**What you have to do**
Return each line from the entries below that contains the word "blue".
------------------------
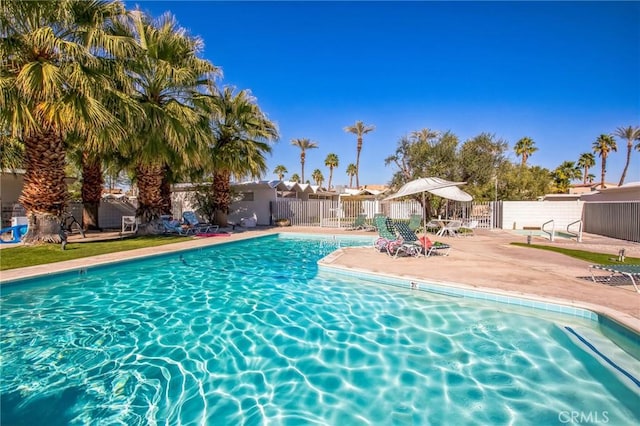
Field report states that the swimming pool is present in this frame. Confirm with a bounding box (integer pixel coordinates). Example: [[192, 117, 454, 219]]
[[0, 235, 640, 425]]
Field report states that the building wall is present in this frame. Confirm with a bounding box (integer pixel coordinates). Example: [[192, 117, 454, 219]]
[[502, 201, 584, 230], [229, 188, 276, 226]]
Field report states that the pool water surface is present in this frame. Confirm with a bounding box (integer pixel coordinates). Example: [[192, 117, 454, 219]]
[[0, 236, 640, 425]]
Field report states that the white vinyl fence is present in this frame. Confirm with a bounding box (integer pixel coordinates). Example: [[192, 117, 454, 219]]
[[271, 200, 492, 228]]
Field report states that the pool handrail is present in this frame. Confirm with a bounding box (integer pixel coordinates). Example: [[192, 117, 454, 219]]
[[567, 219, 582, 243], [540, 219, 556, 241]]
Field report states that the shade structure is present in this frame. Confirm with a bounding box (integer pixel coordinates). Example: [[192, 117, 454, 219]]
[[385, 177, 473, 201], [385, 177, 473, 258]]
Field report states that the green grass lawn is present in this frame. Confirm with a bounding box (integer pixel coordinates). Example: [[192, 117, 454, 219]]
[[511, 243, 640, 265], [0, 235, 187, 271]]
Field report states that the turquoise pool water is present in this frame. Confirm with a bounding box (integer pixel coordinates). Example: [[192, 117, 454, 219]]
[[0, 236, 640, 425]]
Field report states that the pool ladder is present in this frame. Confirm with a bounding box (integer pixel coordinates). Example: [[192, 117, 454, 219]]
[[567, 219, 582, 243], [541, 219, 556, 241]]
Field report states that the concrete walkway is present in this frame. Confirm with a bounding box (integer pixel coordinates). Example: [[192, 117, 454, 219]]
[[0, 227, 640, 333]]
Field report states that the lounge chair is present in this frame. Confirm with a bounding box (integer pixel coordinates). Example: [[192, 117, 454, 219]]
[[409, 214, 422, 232], [373, 215, 398, 251], [393, 222, 423, 257], [395, 222, 451, 257], [589, 265, 640, 293], [346, 214, 376, 231], [182, 211, 219, 234], [162, 219, 196, 235], [424, 219, 442, 234]]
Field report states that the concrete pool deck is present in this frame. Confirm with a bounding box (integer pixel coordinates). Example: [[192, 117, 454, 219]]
[[0, 227, 640, 333]]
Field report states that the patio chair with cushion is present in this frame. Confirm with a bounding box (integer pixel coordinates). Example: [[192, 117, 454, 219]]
[[182, 211, 219, 234], [395, 222, 451, 257], [373, 215, 398, 251], [162, 218, 196, 235], [409, 214, 422, 232], [589, 264, 640, 293]]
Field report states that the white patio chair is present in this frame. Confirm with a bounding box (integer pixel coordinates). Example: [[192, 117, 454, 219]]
[[459, 220, 479, 237], [442, 220, 462, 237]]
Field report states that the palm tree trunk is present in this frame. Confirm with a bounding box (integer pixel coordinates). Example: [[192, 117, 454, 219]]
[[160, 167, 172, 214], [82, 152, 104, 231], [356, 137, 362, 189], [212, 170, 231, 226], [618, 140, 633, 186], [136, 164, 164, 234], [18, 129, 68, 244]]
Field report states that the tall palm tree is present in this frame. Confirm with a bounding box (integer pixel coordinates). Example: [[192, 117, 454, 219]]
[[344, 121, 375, 188], [614, 126, 640, 186], [347, 163, 358, 188], [551, 161, 582, 193], [0, 0, 134, 243], [311, 169, 324, 186], [291, 138, 318, 182], [593, 134, 618, 188], [210, 87, 278, 226], [324, 153, 340, 191], [123, 11, 219, 233], [513, 136, 538, 167], [273, 164, 289, 180], [578, 152, 596, 184]]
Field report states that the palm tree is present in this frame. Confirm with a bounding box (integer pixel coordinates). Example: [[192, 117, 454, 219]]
[[324, 153, 340, 191], [273, 164, 289, 180], [551, 161, 582, 193], [291, 138, 318, 182], [206, 87, 278, 226], [123, 11, 219, 233], [0, 0, 134, 243], [513, 136, 538, 167], [614, 126, 640, 186], [593, 134, 618, 188], [311, 169, 324, 186], [347, 163, 358, 188], [344, 121, 375, 188], [0, 132, 24, 170], [578, 152, 596, 184]]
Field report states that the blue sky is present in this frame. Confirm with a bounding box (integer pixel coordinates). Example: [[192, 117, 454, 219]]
[[127, 0, 640, 184]]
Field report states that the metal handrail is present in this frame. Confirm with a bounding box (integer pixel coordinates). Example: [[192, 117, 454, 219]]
[[567, 219, 582, 243], [541, 219, 556, 241]]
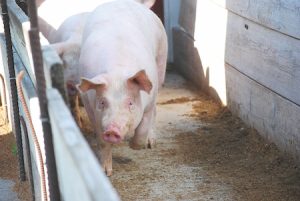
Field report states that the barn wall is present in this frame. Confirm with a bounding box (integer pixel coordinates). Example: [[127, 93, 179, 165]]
[[172, 0, 300, 161]]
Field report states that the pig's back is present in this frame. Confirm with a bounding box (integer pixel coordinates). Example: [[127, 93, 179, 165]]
[[82, 0, 163, 82]]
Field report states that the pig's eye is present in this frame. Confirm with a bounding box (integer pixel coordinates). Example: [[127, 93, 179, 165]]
[[128, 101, 134, 111], [97, 99, 107, 110]]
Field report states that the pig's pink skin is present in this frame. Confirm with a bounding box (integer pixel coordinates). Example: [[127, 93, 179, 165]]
[[37, 0, 167, 176]]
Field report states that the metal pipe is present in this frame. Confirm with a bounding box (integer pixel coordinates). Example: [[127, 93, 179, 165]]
[[0, 74, 8, 124], [20, 116, 35, 201], [1, 0, 26, 181], [17, 70, 48, 201], [27, 0, 60, 201]]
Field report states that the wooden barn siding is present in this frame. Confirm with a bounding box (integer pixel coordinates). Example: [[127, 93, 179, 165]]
[[173, 0, 300, 161], [226, 64, 300, 161], [212, 0, 300, 39]]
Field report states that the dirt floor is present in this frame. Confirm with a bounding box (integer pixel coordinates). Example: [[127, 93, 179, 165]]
[[81, 69, 300, 201], [0, 107, 32, 201], [0, 71, 300, 201]]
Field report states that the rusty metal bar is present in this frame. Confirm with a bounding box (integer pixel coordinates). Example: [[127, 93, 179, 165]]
[[1, 0, 26, 181], [27, 0, 60, 201], [20, 116, 35, 201]]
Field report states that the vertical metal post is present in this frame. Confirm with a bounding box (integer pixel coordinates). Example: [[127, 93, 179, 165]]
[[1, 0, 26, 181], [27, 0, 60, 201]]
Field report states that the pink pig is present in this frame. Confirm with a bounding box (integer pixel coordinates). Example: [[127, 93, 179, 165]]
[[37, 0, 167, 176]]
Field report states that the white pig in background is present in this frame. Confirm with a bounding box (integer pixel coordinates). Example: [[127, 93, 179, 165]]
[[39, 0, 167, 176]]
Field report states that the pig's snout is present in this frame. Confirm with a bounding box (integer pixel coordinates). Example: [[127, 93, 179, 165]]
[[103, 128, 122, 144]]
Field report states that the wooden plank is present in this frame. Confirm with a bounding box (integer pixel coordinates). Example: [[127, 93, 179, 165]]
[[47, 89, 119, 201], [164, 0, 181, 63], [225, 12, 300, 105], [42, 46, 68, 102], [8, 1, 67, 100], [7, 1, 35, 81], [0, 33, 13, 130], [211, 0, 300, 39], [179, 0, 197, 38], [174, 0, 227, 105], [226, 65, 300, 162], [0, 35, 46, 200]]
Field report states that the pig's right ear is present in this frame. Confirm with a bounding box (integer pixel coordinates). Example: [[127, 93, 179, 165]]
[[136, 0, 155, 8], [76, 78, 107, 93], [50, 42, 80, 68]]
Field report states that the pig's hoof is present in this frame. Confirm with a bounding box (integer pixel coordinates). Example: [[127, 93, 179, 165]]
[[105, 168, 112, 177], [146, 138, 156, 149]]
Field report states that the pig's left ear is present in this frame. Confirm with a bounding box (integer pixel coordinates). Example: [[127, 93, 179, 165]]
[[76, 78, 106, 93], [128, 70, 152, 94]]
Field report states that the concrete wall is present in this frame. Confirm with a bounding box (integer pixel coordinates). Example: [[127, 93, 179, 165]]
[[172, 0, 300, 161]]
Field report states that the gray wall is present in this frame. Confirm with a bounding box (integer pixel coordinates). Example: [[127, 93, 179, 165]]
[[167, 0, 300, 161]]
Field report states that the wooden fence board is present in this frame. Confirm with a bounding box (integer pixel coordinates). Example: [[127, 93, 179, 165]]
[[226, 65, 300, 162], [211, 0, 300, 39], [225, 12, 300, 105]]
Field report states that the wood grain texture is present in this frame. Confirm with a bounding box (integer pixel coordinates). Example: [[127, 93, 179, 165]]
[[226, 65, 300, 162], [7, 1, 35, 81], [225, 12, 300, 105], [47, 89, 119, 201], [0, 33, 13, 130], [211, 0, 300, 39]]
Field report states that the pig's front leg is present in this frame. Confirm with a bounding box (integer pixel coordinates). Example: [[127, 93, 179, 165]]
[[130, 104, 156, 150], [98, 139, 112, 176]]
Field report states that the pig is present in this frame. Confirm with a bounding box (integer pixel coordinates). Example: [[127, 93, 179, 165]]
[[37, 0, 167, 176]]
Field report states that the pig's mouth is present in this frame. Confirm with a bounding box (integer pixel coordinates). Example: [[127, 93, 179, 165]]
[[102, 128, 122, 144]]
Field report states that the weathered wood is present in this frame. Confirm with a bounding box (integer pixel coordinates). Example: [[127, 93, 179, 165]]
[[179, 0, 197, 38], [211, 0, 300, 39], [174, 0, 227, 105], [164, 0, 181, 63], [47, 89, 119, 201], [226, 65, 300, 162], [0, 33, 13, 130], [7, 1, 35, 81], [0, 33, 44, 200], [225, 12, 300, 105], [42, 46, 68, 102]]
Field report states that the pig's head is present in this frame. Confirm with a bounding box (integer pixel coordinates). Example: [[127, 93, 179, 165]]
[[78, 70, 152, 144]]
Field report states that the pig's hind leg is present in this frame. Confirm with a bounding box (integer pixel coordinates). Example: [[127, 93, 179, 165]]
[[130, 105, 156, 149]]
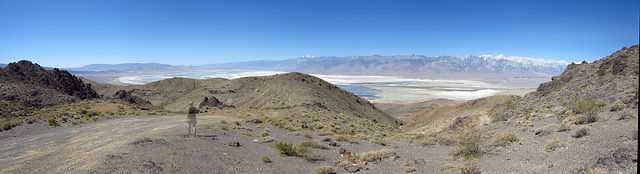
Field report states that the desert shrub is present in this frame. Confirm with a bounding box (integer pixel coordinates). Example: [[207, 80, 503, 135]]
[[563, 98, 602, 123], [609, 101, 624, 111], [358, 149, 393, 162], [491, 132, 520, 147], [544, 136, 565, 152], [2, 122, 11, 131], [575, 115, 587, 125], [333, 135, 358, 143], [276, 141, 311, 156], [436, 135, 457, 146], [260, 156, 271, 163], [313, 165, 336, 174], [47, 118, 60, 127], [571, 128, 589, 138], [558, 122, 571, 132], [240, 132, 253, 136], [302, 132, 313, 138], [420, 139, 436, 147], [596, 69, 607, 77], [449, 127, 485, 159], [618, 110, 634, 120], [229, 124, 251, 131], [460, 161, 480, 174], [371, 137, 389, 146]]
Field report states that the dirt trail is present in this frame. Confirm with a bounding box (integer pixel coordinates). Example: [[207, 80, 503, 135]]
[[0, 116, 228, 173]]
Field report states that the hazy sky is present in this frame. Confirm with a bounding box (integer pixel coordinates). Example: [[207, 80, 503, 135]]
[[0, 0, 640, 68]]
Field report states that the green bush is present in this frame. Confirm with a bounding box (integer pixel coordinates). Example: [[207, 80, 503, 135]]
[[563, 98, 602, 123], [571, 128, 589, 138], [276, 141, 311, 156], [2, 122, 11, 130], [276, 141, 298, 156], [449, 128, 485, 159], [47, 118, 60, 127], [260, 156, 271, 163], [544, 136, 565, 152], [491, 132, 520, 147]]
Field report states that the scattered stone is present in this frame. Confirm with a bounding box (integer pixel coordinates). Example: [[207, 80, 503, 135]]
[[107, 154, 122, 158], [414, 158, 427, 165], [329, 141, 338, 146], [142, 160, 156, 169], [229, 141, 240, 147], [358, 164, 369, 171], [404, 166, 416, 173], [344, 164, 360, 172], [243, 118, 262, 124]]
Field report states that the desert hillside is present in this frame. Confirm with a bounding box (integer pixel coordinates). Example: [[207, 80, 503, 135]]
[[88, 73, 401, 125], [0, 60, 98, 118], [402, 95, 520, 134]]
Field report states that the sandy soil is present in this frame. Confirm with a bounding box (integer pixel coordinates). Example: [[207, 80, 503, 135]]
[[0, 109, 637, 174], [0, 115, 461, 173]]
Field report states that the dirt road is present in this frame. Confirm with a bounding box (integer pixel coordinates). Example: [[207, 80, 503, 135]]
[[0, 116, 238, 173]]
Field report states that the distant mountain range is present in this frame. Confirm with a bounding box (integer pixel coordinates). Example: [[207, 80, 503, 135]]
[[201, 54, 570, 78]]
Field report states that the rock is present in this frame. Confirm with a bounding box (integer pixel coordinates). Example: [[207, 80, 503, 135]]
[[228, 141, 240, 147], [142, 160, 156, 169], [113, 90, 162, 110], [344, 164, 360, 172], [404, 166, 416, 173], [358, 164, 369, 171], [107, 154, 122, 158], [414, 158, 427, 165], [198, 96, 232, 109]]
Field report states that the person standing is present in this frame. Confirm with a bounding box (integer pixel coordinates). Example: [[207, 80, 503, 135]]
[[187, 102, 200, 137]]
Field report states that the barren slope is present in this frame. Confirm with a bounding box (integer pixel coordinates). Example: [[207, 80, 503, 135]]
[[85, 73, 401, 126], [402, 95, 520, 133]]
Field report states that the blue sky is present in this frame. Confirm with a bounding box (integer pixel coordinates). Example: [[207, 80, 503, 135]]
[[0, 0, 640, 68]]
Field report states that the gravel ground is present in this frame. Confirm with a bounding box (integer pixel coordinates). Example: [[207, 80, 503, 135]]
[[0, 115, 459, 173], [0, 113, 637, 174]]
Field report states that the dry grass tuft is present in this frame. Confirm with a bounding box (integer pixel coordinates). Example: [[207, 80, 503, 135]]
[[359, 149, 393, 162], [491, 131, 520, 147], [313, 165, 336, 174], [544, 136, 565, 152], [571, 128, 589, 138], [449, 128, 486, 159]]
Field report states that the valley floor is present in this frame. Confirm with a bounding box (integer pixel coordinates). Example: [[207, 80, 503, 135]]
[[0, 109, 637, 173]]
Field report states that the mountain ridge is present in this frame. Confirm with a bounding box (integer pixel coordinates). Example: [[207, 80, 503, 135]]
[[201, 54, 570, 78]]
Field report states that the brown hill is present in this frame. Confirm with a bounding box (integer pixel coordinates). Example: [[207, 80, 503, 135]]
[[0, 60, 99, 118], [495, 45, 638, 121], [374, 99, 460, 119], [85, 72, 401, 126], [402, 95, 520, 133]]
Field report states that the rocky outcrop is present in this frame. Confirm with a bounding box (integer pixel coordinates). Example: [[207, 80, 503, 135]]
[[113, 90, 162, 110], [0, 60, 99, 100], [0, 60, 99, 116], [198, 96, 232, 109], [496, 45, 639, 121]]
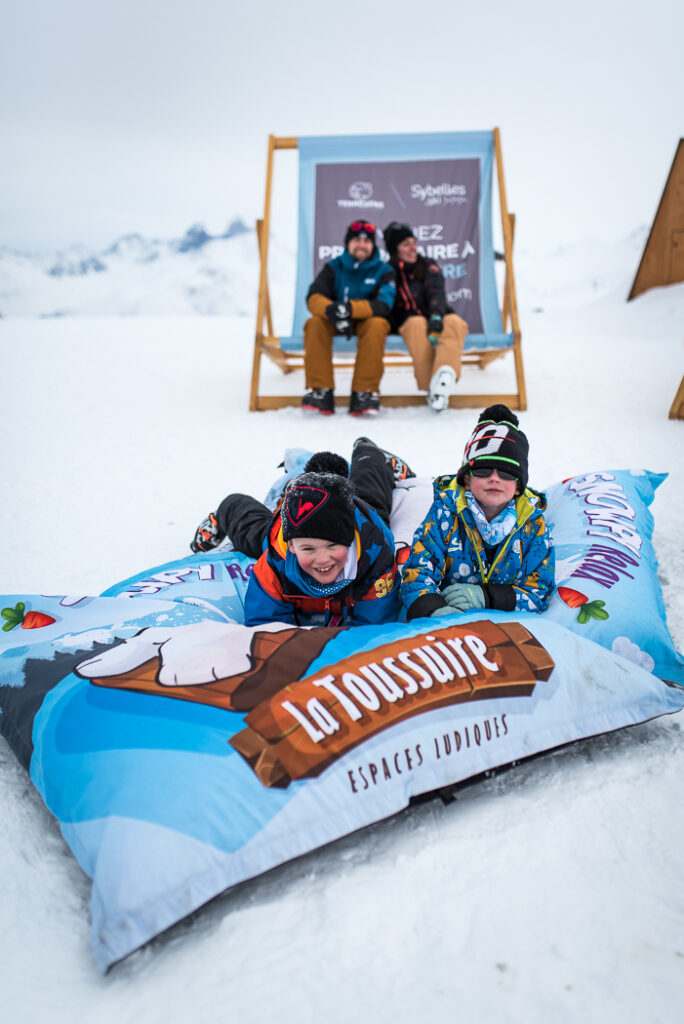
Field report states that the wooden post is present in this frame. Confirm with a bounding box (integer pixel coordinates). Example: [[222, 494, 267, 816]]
[[668, 377, 684, 420], [501, 213, 515, 331], [250, 135, 297, 413], [494, 128, 527, 410]]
------------------------
**Solution for this problem**
Field report states that the blue sky is present in this frame. Confirm with a bounding box (integer pixel coordinates). Example: [[192, 117, 454, 219]]
Field report states that the blue sky is present in this frame. Confirm with a bounding box (integer pixel coordinates). Example: [[207, 80, 503, 135]]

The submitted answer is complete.